» Given request: Please transcribe the records below word for word, from the line with "For the evaluation set, tag every instance of the garland" up to and including the line with "[[347, 387]]".
* START Extracted information *
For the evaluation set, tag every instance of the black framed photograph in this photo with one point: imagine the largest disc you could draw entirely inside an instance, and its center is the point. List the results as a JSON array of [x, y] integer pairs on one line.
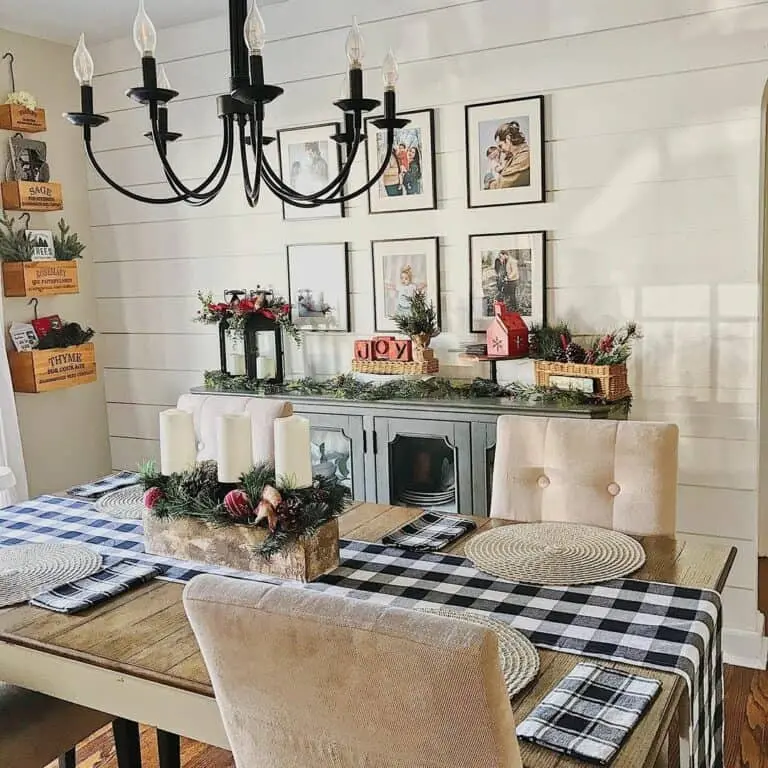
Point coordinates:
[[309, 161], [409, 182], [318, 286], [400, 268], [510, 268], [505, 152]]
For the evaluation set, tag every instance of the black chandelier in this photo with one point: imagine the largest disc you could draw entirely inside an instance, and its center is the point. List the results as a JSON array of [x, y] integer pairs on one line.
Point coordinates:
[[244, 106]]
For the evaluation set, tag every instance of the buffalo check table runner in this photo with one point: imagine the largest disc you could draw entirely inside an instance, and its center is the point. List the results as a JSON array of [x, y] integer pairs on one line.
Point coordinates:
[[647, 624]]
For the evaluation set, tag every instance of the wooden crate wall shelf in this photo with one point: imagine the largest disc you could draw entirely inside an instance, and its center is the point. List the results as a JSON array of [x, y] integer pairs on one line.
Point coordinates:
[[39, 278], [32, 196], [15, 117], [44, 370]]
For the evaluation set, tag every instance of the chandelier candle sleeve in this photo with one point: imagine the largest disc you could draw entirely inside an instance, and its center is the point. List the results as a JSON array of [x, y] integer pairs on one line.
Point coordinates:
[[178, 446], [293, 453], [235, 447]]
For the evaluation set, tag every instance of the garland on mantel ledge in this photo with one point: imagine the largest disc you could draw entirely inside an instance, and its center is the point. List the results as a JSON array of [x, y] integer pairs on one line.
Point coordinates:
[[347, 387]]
* END Extracted information *
* START Extracted information *
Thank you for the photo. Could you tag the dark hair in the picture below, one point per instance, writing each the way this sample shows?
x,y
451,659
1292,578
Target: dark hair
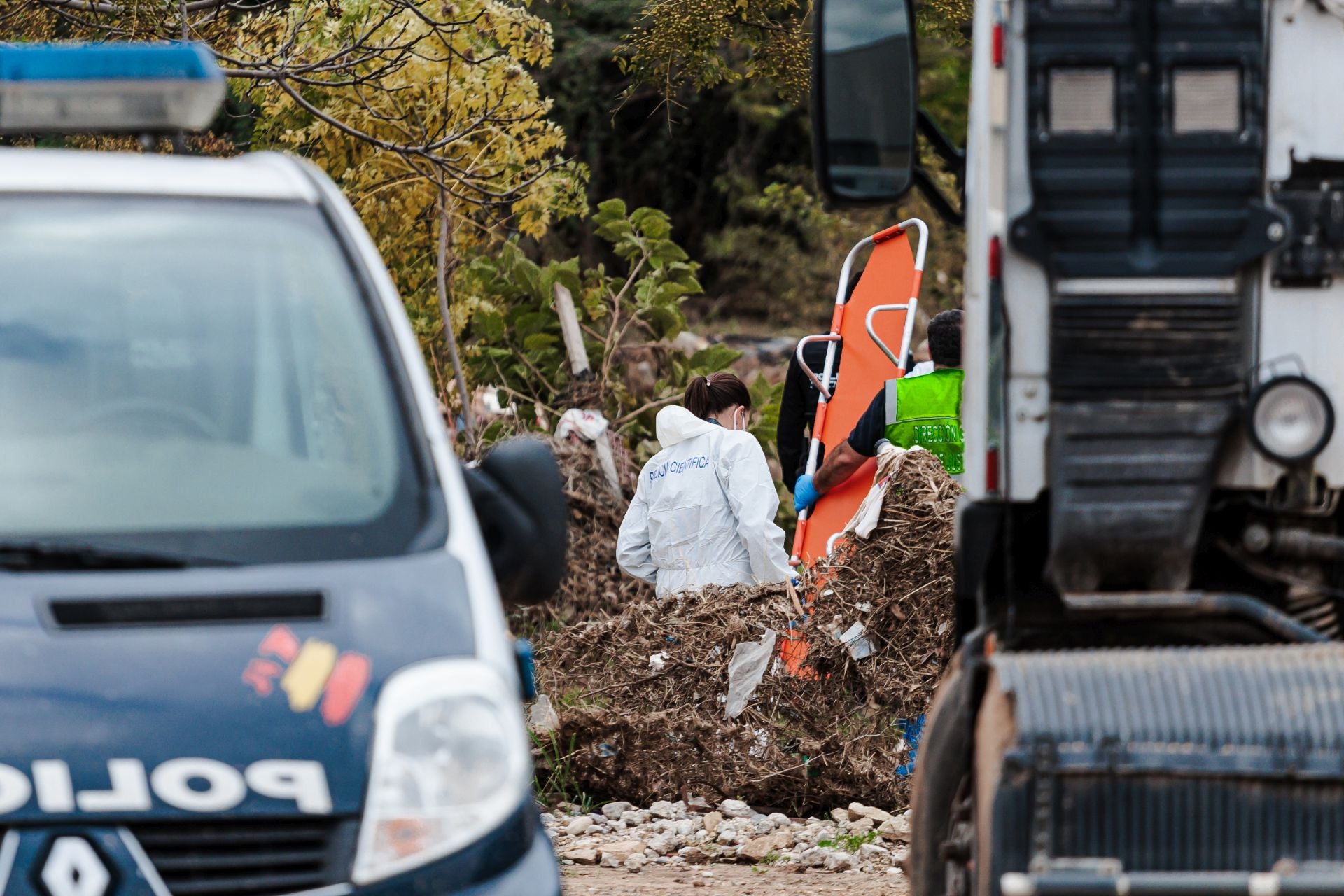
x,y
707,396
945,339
* END Extracted information *
* START Extracted information *
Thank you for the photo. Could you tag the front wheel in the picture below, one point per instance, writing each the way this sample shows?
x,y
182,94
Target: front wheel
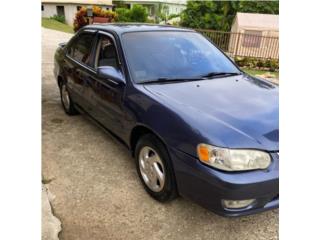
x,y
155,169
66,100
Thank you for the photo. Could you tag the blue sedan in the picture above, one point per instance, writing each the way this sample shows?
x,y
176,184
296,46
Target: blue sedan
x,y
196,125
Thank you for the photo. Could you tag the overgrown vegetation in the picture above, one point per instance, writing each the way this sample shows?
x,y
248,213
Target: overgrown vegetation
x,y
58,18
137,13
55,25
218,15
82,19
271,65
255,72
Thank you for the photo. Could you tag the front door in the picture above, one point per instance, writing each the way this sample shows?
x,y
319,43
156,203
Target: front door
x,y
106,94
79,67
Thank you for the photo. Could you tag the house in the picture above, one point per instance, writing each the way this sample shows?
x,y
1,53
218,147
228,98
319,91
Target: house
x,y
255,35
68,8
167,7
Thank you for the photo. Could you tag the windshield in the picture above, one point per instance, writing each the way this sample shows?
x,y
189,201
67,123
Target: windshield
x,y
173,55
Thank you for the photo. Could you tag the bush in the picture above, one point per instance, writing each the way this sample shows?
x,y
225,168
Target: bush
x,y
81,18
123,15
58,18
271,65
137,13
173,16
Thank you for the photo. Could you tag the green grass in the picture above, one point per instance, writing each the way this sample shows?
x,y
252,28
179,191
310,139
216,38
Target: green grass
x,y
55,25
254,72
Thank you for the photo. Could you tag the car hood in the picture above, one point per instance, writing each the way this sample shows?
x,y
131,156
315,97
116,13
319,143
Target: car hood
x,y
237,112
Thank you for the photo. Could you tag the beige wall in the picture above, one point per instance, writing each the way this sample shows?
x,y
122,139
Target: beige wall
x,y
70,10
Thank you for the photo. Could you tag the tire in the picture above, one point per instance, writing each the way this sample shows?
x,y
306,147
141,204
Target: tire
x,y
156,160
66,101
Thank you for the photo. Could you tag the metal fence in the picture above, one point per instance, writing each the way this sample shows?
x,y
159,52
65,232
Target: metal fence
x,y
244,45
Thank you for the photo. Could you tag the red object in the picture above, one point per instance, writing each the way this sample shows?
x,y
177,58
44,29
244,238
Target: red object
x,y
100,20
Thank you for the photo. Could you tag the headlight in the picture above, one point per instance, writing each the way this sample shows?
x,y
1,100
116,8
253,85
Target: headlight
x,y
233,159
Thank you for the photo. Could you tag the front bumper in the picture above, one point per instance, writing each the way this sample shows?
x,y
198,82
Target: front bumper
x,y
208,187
* END Extracted information *
» Final answer:
For the evaluation set, tag every instance of the garland on mantel ledge in this photo with one point: imagine the largest disc you could draw entirely inside an instance, and its center is the point. List the results as a JSON array of [x, y] integer pairs on one line.
Point coordinates:
[[347, 387]]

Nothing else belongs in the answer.